Übungsmaterial
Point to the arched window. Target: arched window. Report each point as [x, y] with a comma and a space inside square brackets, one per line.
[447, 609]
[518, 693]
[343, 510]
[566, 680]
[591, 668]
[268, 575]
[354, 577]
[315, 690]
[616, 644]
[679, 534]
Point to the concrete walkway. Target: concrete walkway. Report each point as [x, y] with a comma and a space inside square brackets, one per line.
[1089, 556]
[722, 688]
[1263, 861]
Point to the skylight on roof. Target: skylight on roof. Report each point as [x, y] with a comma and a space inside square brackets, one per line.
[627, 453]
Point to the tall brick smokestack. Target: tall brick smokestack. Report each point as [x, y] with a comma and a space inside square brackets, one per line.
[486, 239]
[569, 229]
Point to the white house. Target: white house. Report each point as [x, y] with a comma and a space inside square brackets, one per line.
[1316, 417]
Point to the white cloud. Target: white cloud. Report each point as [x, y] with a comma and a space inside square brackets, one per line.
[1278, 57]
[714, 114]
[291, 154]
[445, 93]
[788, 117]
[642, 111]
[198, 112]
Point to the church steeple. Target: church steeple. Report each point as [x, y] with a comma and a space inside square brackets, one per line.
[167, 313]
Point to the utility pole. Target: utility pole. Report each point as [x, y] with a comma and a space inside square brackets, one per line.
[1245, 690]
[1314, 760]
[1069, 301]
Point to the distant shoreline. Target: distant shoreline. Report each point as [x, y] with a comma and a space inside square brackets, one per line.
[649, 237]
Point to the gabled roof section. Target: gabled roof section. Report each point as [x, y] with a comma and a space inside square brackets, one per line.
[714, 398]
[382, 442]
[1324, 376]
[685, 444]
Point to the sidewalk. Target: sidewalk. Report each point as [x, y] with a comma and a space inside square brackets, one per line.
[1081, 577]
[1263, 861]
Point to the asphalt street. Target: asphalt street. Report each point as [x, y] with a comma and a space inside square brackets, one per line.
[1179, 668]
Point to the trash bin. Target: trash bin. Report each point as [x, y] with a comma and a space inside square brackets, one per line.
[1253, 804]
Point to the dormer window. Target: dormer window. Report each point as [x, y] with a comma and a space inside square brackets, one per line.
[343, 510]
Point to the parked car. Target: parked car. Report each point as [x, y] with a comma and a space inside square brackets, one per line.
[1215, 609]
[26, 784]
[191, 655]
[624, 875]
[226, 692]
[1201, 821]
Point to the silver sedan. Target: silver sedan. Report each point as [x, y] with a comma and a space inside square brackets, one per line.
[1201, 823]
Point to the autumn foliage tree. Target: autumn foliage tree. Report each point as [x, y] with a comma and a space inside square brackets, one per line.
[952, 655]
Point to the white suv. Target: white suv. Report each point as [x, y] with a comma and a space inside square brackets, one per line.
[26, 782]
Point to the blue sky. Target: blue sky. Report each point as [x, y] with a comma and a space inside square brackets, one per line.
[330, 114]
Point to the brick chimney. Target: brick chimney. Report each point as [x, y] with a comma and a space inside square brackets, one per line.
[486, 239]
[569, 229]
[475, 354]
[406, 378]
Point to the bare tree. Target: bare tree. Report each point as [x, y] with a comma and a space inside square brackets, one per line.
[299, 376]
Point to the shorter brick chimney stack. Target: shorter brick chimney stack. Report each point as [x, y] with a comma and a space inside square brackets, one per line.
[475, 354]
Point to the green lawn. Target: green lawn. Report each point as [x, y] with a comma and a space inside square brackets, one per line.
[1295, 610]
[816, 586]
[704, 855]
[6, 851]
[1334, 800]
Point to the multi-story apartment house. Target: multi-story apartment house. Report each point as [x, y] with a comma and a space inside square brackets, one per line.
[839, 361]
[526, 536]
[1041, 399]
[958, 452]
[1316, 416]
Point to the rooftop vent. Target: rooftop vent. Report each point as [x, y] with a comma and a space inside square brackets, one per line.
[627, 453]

Aufgabenstellung
Geben Sie die Zeilen der Liste wortgetreu wieder, beginnend mit der Zeile, die „Point to the dormer“ enthält, bis einschließlich der letzten Zeile der Liste.

Ausgabe
Point to the dormer window. Target: dormer window. Report each point as [x, y] with a comma and a space inside square brackets, one per line.
[343, 510]
Point to the parked car. Target: parked car. Report each point as [x, y] with a comma and a space inside square brackets, one per line.
[1215, 609]
[26, 784]
[191, 655]
[624, 875]
[226, 692]
[1201, 821]
Point to the silver sedan. Target: silver sedan. Report each point as [x, y] with a comma and a space inside square brackets, one per line.
[1201, 823]
Point to the autumn foliage tree. Target: autumn foliage tree. Report each point as [x, y] with a comma and a space inside square brackets, one per line.
[952, 655]
Point to the white suv. Target: white suv. Report each point as [x, y] with a comma and a space inside square brackets, one per line.
[26, 782]
Point to the blue sky. Target: blue sky. Report each point as [x, y] with a comma and a space inside square brackets, one per line.
[330, 114]
Point to the brick chimney. Target: brick chimney. Report each point as [x, y] with a comma and a space inside square brackets, one per line.
[486, 239]
[569, 229]
[475, 354]
[406, 378]
Point to the bare tree. Target: bare tree. Report each point as [x, y] with a comma and a space inside square brackets, one per line.
[299, 376]
Point to the shorter brick chimney stack. Target: shorter brick chimney stack. Report each point as [x, y] with a comma and a space inside square brackets, one per line.
[475, 354]
Point to the green lawn. Target: green lawn. Report each point as [x, y] with a comma and a space inside square brackets, one per line.
[1295, 610]
[816, 586]
[704, 855]
[6, 851]
[1334, 800]
Point to the multi-story apartment house. Target: multi-story apartment house. Report each point as [x, y] with a comma and a space inside square brackets, one per line.
[839, 361]
[526, 536]
[1041, 399]
[958, 452]
[1316, 416]
Point to the rooftop vent. Target: rooftop vent. Report each point as [x, y] with a comma and a space inside square brackets, one per line.
[627, 453]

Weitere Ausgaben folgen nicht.